▶ [To do]: How many lines in the items below contain the string "navy", with uppercase and lowercase treated as different? Reply with the number only.

══ Given data ══

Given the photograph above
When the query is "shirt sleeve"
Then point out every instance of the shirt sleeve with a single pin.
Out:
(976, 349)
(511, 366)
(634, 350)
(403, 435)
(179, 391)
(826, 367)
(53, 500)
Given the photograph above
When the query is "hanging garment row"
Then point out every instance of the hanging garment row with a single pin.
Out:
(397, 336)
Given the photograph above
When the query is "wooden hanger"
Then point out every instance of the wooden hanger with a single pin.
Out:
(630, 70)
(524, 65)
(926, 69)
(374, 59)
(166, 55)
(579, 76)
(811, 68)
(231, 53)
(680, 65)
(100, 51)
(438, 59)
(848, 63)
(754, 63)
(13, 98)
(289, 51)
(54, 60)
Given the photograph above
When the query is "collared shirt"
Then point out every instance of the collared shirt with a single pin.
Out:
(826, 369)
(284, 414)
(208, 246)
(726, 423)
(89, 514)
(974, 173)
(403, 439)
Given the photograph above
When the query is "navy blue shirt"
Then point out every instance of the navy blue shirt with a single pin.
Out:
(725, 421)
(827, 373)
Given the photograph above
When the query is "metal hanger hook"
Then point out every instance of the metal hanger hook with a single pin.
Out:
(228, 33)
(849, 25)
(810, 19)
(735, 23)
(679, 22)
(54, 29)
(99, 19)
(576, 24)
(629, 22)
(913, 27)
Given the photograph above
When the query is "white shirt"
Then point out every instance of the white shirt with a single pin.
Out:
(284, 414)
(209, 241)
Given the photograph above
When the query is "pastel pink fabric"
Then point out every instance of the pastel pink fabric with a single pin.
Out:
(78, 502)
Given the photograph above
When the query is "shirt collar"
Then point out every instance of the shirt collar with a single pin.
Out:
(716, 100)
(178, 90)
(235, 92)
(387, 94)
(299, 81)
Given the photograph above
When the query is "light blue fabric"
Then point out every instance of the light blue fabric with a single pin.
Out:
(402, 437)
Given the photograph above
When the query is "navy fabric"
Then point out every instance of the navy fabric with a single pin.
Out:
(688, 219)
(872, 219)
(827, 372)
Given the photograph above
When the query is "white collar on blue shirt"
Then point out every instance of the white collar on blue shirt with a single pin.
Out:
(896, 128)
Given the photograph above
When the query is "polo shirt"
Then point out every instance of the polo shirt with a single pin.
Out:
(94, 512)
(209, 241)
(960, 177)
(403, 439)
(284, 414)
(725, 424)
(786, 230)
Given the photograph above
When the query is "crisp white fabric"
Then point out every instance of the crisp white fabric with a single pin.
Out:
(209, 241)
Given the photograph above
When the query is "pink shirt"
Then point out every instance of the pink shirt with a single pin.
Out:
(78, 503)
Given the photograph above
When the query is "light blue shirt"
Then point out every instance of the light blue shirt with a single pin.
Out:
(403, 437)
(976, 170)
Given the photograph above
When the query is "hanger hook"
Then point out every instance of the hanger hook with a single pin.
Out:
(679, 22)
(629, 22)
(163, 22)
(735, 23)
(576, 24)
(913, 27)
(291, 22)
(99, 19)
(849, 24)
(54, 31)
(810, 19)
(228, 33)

═══

▶ [Solution to the problem]: 4